## Estratto del testo
------------------------------------------------------------------------

Carmen Giardina: Con Marco ci siamo detti spesso che avremmo voluto trovare dei posti in cui ci si potesse davvero sentire ovunque, senza identità, ma che fossero nel contempo anche universali. Non a caso, il testo teatrale come ambientazione indica "una metropoli, oggi".
Giovanni Costantino: Il senso cosmopolita è forse una delle caratteristiche che accomuna i film che incontrano scarso successo in Italia, almeno a livello di distribuzione. I film che appartengono al mondo, come ad esempio il nostro Falene, ai distributori non piacciono: si tendono a preferire storie molto italiane, specialmente del sud. Ma a mio parere è un grave errore essere vittima di questi pregiudizi: un film come Io sono Li di Andrea Segre, per esempio, per me avrebbe potuto essere molto commerciale, se fosse stato distribuito adeguatamente.
Jun, quali sono i tuoi prossimi progetti?
Jun Ichikawa: La situazione è drammatica... Ultimamente ho fatto un cortometraggio, e poi sono la coprotagonista di Krokodyle, di Stefano Bessoni, regista di Imago Mortis, che però in Italia non ha ancora trovato una distribuzione. Forse perché questo Krokodyle è molto particolare, è una sorta di autobiografia del regista, di cui io impersono la compagna, una fotografa del macabro. Il 5 marzo sarò, per una data unica, a teatro, ma per il futuro ancora non si sa nulla.

------------------------------------------------------------------------

Voci del dataset
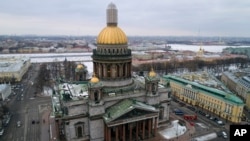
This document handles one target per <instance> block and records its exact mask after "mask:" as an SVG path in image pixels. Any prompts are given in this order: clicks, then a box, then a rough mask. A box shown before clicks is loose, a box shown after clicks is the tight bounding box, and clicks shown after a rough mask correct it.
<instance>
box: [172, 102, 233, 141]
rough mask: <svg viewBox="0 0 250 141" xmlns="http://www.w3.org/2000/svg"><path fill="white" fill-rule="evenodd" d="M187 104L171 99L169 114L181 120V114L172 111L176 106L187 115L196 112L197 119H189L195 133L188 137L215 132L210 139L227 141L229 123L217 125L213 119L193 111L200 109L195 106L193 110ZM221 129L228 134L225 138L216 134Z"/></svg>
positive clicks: (220, 140)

------------------------------------------------------------------------

## Istruzioni dell'esercizio
[a] Ripeti parola per parola il passo dell'intervista sul cinema che comincia con "Jun Ichikawa: La" e termina con "si sa nulla.".
[b] Prosegui l'intervista sul cinema dal punto in cui si interrompe.

## Risposte
[a]
Jun Ichikawa: La situazione è drammatica... Ultimamente ho fatto un cortometraggio, e poi sono la coprotagonista di Krokodyle, di Stefano Bessoni, regista di Imago Mortis, che però in Italia non ha ancora trovato una distribuzione. Forse perché questo Krokodyle è molto particolare, è una sorta di autobiografia del regista, di cui io impersono la compagna, una fotografa del macabro. Il 5 marzo sarò, per una data unica, a teatro, ma per il futuro ancora non si sa nulla.

[b]
Francesca Faiella: Io aspetto a parlare dei miei film in uscita, ma dovrebbe essere in sala a breve Oggetti smarriti; poi ho lavorato in Una domenica notte e in un corto. Ho acquistato i diritti per un testo teatrale francese, Io non mi sento bella, su cui sto lavorando proprio ora, e in più voglio realizzare un documentario sulle repubbliche genovesi e sulla tratta degli schiavi, per poter parlare un po' della mia città.
Carmen Giardina: Io ho un tourbillon di progetti: sto muovendo i primi passi nella regia, in uno spettacolo teatrale, in collaborazione proprio con Marco Carniti, incentrato sul mondo dei reality show. Ho poi in cantiere un corto che racconta l'incontro tra Anna Magnani e Bette Davis, e sarò a teatro con Nettezza urbana, uno spettacolo che parla della paura, oggi quanto mai attuale, dell'altro e del terrorismo. Ho anche un altro progetto teatrale, quello di raccontare Alda Merini attraverso il tango, e recentemente sono rimasta molto avvilita perché il mio corto, dedicato alla giornata in cui sono morti sia Aldo Moro che Peppino Impastato, non ha ottenuto il riconoscimento di opera di interesse culturale nazionale. Specialmente se penso ai lavori che questo riconoscimento lo hanno ottenuto, che di culturale non avevano proprio nulla.
Cosa vi hanno lasciato i vostri personaggi?
Francesca Faiella: Io Beatrice non me la sono più scrollata di dosso. Mi ha illuminato sull'amore, sulla volontà di vivere in funzione di qualcun altro: ovvero, mi ha insegnato a non farlo più.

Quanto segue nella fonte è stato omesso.